** Opening RECORDS SHOWN block **
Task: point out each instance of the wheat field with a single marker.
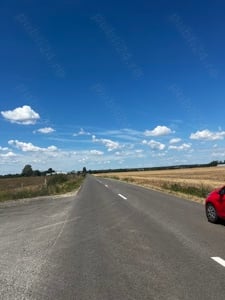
(207, 178)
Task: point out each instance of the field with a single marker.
(192, 183)
(25, 187)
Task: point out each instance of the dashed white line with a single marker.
(122, 196)
(219, 260)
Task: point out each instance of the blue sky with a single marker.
(111, 84)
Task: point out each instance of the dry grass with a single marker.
(25, 187)
(193, 183)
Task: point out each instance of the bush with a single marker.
(56, 179)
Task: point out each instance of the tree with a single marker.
(50, 171)
(84, 172)
(27, 171)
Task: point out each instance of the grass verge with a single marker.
(20, 188)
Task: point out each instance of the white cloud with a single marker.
(81, 132)
(181, 147)
(207, 135)
(29, 147)
(109, 144)
(8, 154)
(46, 130)
(158, 131)
(21, 115)
(4, 148)
(154, 145)
(175, 140)
(96, 152)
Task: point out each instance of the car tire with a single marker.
(211, 213)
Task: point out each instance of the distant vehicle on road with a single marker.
(215, 205)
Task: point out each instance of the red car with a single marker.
(215, 205)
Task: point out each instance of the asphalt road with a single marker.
(111, 241)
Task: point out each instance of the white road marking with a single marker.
(56, 224)
(219, 260)
(122, 196)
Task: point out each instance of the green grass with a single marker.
(201, 191)
(19, 188)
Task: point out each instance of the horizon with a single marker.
(111, 85)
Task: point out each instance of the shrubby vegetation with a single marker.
(35, 183)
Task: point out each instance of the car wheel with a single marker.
(211, 213)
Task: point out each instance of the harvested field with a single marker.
(193, 183)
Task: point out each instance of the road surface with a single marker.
(112, 240)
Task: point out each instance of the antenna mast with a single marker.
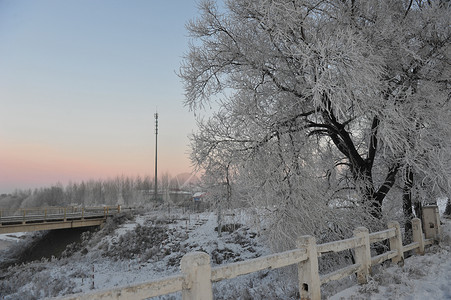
** Closing RECORDS SHOWN block **
_TASK BRIEF_:
Repeat only the lines from the one holding "Task: point out each instance of the distant" through the last line of the data, inclusive. Keep the pictures out.

_SOLUTION FOR THIS TASK_:
Task: point out each instance of the distant vehicle on road with a single marker.
(215, 205)
Task: point out each instance of the red car with a single marker.
(215, 205)
Task: point out each instance of the asphalt road with a single marker.
(111, 241)
Task: point out each instance of the white road marking with a single marker.
(56, 224)
(219, 260)
(122, 196)
Task: point out each instance of the green grass with a single marker.
(201, 191)
(19, 188)
Task: point out each instance of the horizon with a single marker.
(111, 85)
Task: point out each instance of the shrubby vegetation with a single marker.
(35, 183)
Task: point out each instance of the car wheel with a single marker.
(211, 213)
Task: point out each instance of the harvested field with a single marker.
(193, 183)
Task: point out each instance of the road surface with a single marker.
(112, 240)
Task: point out each instance of the antenna mast with a single marker.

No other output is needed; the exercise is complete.